● **INFORMATION SHOWN**:
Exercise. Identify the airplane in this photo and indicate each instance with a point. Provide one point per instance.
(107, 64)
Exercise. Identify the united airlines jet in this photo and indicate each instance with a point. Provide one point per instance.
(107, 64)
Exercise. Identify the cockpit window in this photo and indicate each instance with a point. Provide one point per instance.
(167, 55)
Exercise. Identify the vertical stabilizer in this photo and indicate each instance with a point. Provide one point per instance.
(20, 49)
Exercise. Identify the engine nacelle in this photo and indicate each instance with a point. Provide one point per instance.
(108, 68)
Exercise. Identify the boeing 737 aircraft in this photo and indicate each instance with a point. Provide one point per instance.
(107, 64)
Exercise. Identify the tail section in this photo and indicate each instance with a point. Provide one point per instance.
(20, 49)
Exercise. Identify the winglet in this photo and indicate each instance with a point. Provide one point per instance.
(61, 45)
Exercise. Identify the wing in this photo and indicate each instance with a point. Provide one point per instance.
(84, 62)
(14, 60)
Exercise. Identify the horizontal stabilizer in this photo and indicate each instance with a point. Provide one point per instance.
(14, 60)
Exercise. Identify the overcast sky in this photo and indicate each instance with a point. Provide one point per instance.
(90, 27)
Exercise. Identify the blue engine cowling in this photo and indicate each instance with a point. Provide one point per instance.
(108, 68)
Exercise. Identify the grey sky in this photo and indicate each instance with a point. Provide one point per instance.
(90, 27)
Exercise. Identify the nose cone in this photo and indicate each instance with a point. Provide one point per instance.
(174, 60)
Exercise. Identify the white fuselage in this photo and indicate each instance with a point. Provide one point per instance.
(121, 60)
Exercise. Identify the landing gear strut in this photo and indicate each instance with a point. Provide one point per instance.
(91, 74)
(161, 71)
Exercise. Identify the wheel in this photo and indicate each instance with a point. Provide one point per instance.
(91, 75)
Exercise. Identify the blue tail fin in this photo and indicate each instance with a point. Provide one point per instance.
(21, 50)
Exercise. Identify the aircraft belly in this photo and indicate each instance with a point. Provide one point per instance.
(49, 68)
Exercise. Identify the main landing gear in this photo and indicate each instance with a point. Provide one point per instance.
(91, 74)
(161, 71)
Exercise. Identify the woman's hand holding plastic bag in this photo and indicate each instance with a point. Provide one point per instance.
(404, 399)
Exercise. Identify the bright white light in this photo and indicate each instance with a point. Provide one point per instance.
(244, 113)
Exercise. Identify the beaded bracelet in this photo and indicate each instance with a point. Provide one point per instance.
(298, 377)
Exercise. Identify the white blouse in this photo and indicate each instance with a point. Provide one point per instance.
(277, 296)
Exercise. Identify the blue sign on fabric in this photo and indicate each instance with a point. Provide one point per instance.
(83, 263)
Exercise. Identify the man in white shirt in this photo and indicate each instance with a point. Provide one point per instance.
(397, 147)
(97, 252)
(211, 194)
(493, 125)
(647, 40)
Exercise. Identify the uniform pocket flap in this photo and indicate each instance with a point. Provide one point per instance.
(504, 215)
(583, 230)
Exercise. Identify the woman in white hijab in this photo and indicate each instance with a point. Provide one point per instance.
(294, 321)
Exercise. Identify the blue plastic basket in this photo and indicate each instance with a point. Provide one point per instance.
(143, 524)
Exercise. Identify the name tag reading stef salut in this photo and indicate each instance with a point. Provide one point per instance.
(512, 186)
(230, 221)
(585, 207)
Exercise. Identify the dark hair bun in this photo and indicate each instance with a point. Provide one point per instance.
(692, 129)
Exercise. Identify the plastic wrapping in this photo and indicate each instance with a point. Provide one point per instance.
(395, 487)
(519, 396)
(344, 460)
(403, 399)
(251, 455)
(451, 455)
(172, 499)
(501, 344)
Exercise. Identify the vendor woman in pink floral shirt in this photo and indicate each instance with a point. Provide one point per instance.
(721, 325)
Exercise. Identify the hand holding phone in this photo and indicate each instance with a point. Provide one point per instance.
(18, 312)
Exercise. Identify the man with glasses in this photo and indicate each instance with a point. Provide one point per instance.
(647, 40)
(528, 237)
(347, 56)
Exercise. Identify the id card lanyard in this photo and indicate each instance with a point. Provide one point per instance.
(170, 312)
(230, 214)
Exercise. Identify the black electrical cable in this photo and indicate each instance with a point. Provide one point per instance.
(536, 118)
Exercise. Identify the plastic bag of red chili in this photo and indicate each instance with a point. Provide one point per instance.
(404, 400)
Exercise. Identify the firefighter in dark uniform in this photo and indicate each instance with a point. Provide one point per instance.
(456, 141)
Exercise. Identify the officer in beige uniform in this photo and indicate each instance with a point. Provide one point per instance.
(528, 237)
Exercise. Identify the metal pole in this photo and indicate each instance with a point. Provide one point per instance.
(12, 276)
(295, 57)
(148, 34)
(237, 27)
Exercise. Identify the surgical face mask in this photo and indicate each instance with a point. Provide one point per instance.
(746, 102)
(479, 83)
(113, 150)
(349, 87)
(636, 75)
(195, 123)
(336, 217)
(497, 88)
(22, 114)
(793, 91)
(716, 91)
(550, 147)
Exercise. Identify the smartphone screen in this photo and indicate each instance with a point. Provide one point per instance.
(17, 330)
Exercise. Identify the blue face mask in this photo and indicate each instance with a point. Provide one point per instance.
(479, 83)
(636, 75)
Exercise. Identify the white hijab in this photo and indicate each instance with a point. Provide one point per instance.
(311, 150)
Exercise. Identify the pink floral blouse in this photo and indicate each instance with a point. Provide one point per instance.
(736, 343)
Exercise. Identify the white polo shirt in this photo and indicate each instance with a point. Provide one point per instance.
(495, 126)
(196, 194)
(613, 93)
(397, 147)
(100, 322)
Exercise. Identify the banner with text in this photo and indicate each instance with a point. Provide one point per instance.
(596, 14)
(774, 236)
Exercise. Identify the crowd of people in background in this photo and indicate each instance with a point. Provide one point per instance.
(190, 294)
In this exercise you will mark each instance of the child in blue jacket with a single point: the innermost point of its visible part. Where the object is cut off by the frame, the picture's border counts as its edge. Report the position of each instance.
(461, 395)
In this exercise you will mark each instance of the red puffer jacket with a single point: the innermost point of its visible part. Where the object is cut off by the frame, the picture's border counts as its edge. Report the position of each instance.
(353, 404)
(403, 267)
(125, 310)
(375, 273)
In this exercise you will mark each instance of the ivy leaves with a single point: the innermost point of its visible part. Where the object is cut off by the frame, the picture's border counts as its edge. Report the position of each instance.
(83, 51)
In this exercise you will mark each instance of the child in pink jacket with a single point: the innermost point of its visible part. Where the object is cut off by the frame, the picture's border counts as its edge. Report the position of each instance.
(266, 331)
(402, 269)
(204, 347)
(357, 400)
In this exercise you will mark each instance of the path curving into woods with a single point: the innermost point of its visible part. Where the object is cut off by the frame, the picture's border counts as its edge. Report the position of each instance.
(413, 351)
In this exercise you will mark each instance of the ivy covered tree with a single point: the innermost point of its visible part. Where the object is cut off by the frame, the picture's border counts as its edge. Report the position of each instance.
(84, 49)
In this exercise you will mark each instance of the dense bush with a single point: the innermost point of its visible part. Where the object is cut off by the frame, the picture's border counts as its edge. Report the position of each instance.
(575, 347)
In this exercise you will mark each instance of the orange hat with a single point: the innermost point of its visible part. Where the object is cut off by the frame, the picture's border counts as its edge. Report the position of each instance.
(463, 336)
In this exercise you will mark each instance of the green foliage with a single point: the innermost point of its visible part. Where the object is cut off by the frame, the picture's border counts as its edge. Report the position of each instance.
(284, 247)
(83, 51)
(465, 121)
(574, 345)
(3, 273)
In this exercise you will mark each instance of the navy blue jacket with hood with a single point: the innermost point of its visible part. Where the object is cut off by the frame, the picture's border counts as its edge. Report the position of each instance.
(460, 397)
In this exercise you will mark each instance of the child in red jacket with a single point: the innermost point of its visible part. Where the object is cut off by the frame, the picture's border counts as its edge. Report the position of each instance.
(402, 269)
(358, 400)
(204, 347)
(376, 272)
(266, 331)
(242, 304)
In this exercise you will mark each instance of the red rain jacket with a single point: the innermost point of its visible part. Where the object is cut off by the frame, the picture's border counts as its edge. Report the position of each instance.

● **THE TASK**:
From the line containing "In this exercise you will mark each instance of the green" down to the last line, reproduce the records exactly. Include both ends.

● **FINISHED EXERCISE**:
In this exercise you will mark each instance of the green foliage with a single point: the innermost point of its visible part. Where the object is cut off by the frame, the picture's border counts as its edge. Report the position of each instance.
(284, 247)
(83, 51)
(465, 121)
(574, 345)
(3, 273)
In this exercise you will mark each instance of the navy blue jacket with hood with a single point: the innermost point of its visible part. Where the object is cut off by the frame, the picture's border counts as its edge. Report the position of each instance.
(460, 397)
In this exercise you will mark each instance of the child in red jacket with a single point: the innermost point of its visible part. Where the object is cut off by the frame, the picture's border counts as its edge. Report the position of each instance.
(402, 269)
(358, 400)
(204, 347)
(376, 272)
(266, 331)
(242, 304)
In this exercise you will mark each instance of the red rain jacket with a single point: the innermost point of its visible part. Where the object is cut off by the frame, the picture's border counts as its edge. Report the position of each instance.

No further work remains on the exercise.